Repeat, exactly as written, all of the entries, but not their pictures.

· · · · ·

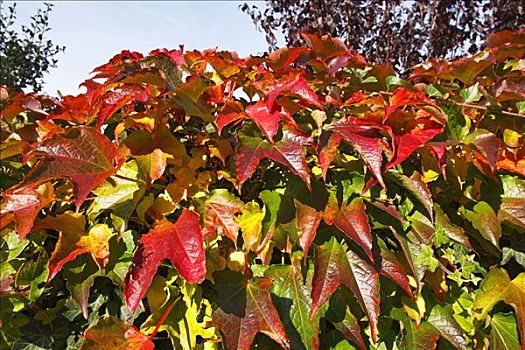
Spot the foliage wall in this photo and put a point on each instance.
(306, 199)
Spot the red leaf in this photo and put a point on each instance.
(268, 122)
(74, 239)
(292, 84)
(109, 104)
(85, 156)
(260, 315)
(393, 269)
(281, 59)
(307, 222)
(487, 147)
(364, 138)
(353, 221)
(231, 112)
(325, 46)
(288, 152)
(335, 267)
(419, 132)
(112, 333)
(181, 243)
(25, 203)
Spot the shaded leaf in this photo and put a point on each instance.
(110, 332)
(74, 239)
(25, 203)
(307, 222)
(220, 210)
(288, 284)
(84, 156)
(288, 152)
(353, 221)
(259, 316)
(485, 221)
(335, 267)
(503, 335)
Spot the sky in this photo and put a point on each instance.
(93, 32)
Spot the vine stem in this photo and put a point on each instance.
(128, 178)
(163, 317)
(246, 268)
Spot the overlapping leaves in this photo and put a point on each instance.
(294, 200)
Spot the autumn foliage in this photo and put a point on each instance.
(305, 199)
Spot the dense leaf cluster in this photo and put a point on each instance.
(307, 199)
(26, 54)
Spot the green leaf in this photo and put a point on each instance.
(520, 105)
(512, 208)
(445, 227)
(509, 253)
(34, 273)
(504, 334)
(115, 193)
(497, 287)
(484, 219)
(415, 187)
(433, 91)
(288, 284)
(272, 203)
(471, 94)
(441, 318)
(458, 124)
(415, 338)
(426, 257)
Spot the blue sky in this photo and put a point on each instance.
(93, 32)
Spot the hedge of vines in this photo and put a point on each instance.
(304, 199)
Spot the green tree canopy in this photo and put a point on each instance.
(26, 54)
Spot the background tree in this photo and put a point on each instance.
(400, 32)
(26, 55)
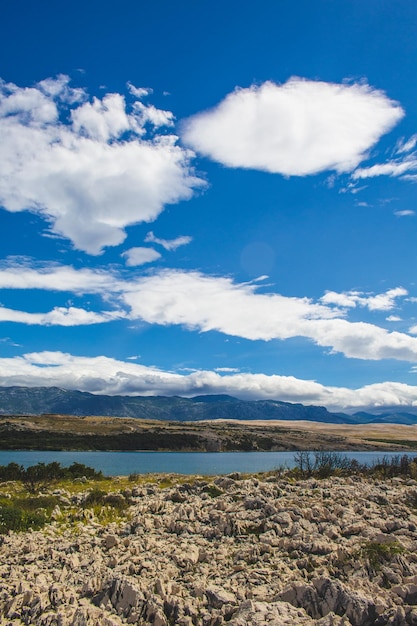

· · · · ·

_Output below_
Spot the foliage wall in this photo and put a point on each instance.
(306, 199)
Spot the red leaf in this photo and put a point on each instance.
(268, 122)
(74, 239)
(292, 84)
(109, 104)
(85, 156)
(260, 315)
(393, 269)
(281, 59)
(307, 222)
(487, 147)
(364, 138)
(353, 221)
(231, 112)
(325, 46)
(288, 152)
(335, 267)
(419, 132)
(112, 333)
(181, 243)
(25, 203)
Spot the shaded leaf in this photo and put a point on each instance.
(110, 332)
(74, 239)
(25, 203)
(307, 222)
(220, 210)
(288, 284)
(84, 156)
(288, 152)
(353, 221)
(259, 316)
(485, 221)
(335, 267)
(503, 335)
Spot the sky in this photo and put a point on each instance.
(93, 32)
Spot the vine stem in this photo and put a point on each instance.
(128, 178)
(163, 317)
(246, 268)
Spot the overlapping leaves in this photo and put a point on each instance.
(294, 200)
Spot the autumn foliage in this photo and put a point on each instance.
(305, 199)
Spot the dense leaf cluster in this photo and put a point on each instance.
(307, 199)
(26, 54)
Spot the green leaf in this photo and put a point on each instance.
(520, 105)
(512, 208)
(445, 227)
(509, 253)
(34, 273)
(504, 334)
(115, 193)
(497, 287)
(484, 219)
(415, 187)
(433, 91)
(288, 284)
(272, 203)
(471, 94)
(441, 318)
(458, 124)
(415, 338)
(426, 257)
Spot the blue sky in this photo and put a point on each instance.
(93, 32)
Spot the hedge of vines in this photo and put a point on each instance.
(304, 199)
Spot the green tree canopy in this photo and put a point on each instance.
(26, 54)
Spot the background tree in this photo and put a point on each instance.
(400, 32)
(26, 55)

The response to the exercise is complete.